** Start of Given data **
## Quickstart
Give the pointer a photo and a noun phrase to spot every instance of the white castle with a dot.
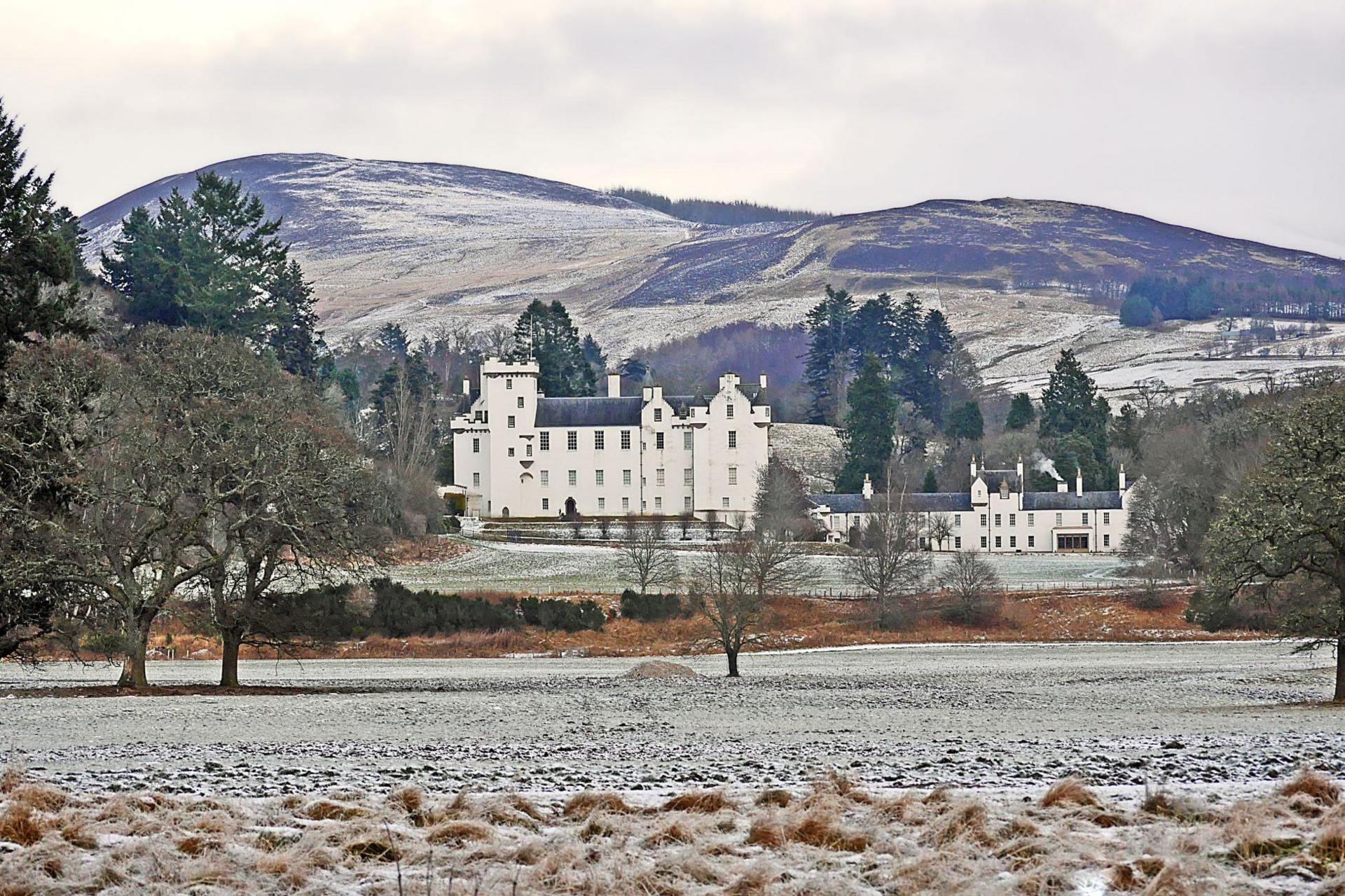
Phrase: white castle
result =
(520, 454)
** End of Given data **
** Start of Given data **
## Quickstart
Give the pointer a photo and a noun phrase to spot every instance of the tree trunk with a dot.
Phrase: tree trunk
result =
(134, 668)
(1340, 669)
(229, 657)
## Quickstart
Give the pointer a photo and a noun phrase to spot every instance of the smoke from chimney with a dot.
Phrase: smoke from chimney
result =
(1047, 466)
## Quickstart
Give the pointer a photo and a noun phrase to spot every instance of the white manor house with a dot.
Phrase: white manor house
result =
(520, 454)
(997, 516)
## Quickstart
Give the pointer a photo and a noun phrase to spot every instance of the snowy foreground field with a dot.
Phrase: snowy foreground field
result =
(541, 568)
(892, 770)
** End of Given data **
> _Given instruction_:
From the rows above, copy out each line that contains the string "every". Case counts.

> _Response_:
Give the pointer a photo and a noun phrase to spot every instance of the white castle with a dot.
Give the pointer a photo and a noun phrase to spot every instance of the tree trunk with a dot.
Give the pointer a photo and a noun phrase to spot every instance of the smoke from chimney with a dot.
Give the pointer a photo and a noun phrase to spot every instance of the white manor house with a dot.
Give the pointer a photo and a noun phrase to spot every instance of the snowy foreground field with a dot.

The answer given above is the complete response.